● **Exercise directions**
How many lines in the items below contain the word "dark"? Give only the number.
* * * * * * *
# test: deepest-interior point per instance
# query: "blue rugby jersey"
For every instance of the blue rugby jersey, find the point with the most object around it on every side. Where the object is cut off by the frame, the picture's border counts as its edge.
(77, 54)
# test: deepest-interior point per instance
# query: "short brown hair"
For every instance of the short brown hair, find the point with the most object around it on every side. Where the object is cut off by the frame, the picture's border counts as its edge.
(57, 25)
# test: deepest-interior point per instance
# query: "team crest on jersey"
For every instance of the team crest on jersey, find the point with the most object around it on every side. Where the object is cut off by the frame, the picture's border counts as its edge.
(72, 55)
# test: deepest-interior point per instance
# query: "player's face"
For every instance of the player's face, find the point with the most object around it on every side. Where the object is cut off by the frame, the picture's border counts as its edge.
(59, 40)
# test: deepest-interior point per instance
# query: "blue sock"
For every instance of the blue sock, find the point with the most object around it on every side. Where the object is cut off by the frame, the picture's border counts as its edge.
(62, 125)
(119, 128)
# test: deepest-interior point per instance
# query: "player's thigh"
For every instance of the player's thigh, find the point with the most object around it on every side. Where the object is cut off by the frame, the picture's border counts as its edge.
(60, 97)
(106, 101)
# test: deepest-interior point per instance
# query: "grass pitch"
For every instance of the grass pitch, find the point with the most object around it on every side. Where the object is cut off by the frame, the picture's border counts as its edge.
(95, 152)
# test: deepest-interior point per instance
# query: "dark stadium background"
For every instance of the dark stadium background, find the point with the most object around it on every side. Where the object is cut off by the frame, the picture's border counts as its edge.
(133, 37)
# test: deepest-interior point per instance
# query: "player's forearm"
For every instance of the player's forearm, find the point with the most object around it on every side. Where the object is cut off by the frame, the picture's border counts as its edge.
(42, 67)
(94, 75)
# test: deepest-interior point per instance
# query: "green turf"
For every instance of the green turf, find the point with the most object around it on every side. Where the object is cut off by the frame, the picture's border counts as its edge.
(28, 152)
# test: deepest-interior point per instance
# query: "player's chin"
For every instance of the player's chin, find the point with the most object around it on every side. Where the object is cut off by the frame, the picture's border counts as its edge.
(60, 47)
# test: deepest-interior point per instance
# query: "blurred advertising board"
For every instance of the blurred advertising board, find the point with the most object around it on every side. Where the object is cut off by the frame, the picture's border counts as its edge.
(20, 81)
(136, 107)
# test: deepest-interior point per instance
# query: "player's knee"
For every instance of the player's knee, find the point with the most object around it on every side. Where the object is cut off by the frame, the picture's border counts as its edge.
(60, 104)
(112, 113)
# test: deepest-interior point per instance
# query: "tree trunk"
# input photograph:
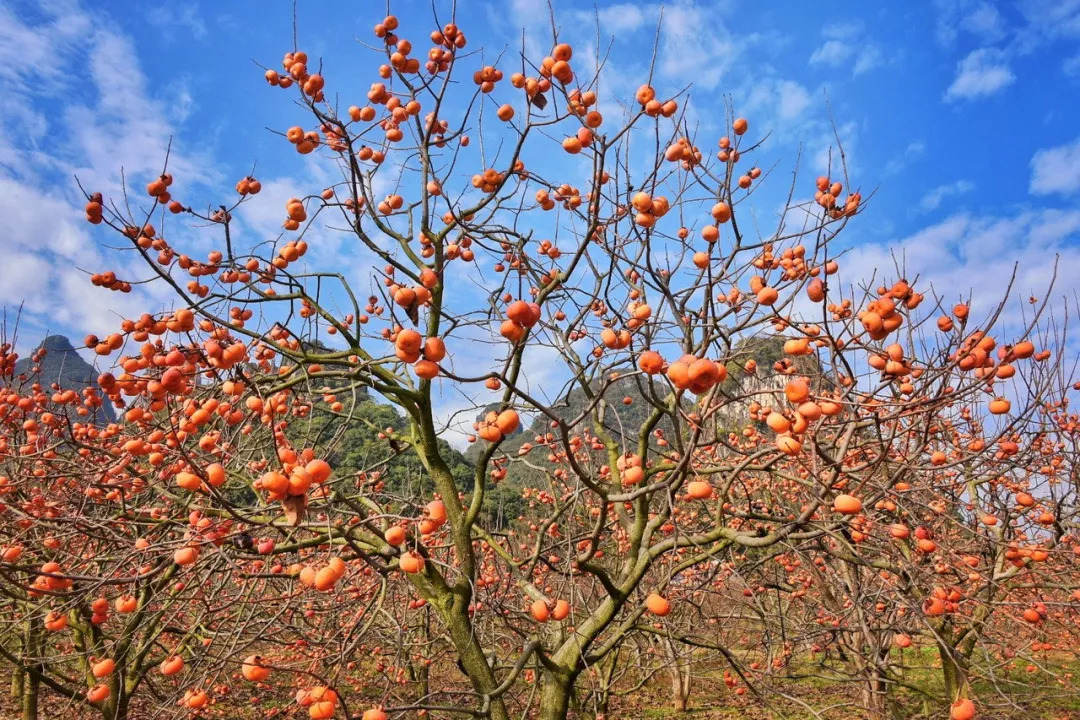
* * * * * * *
● **Response**
2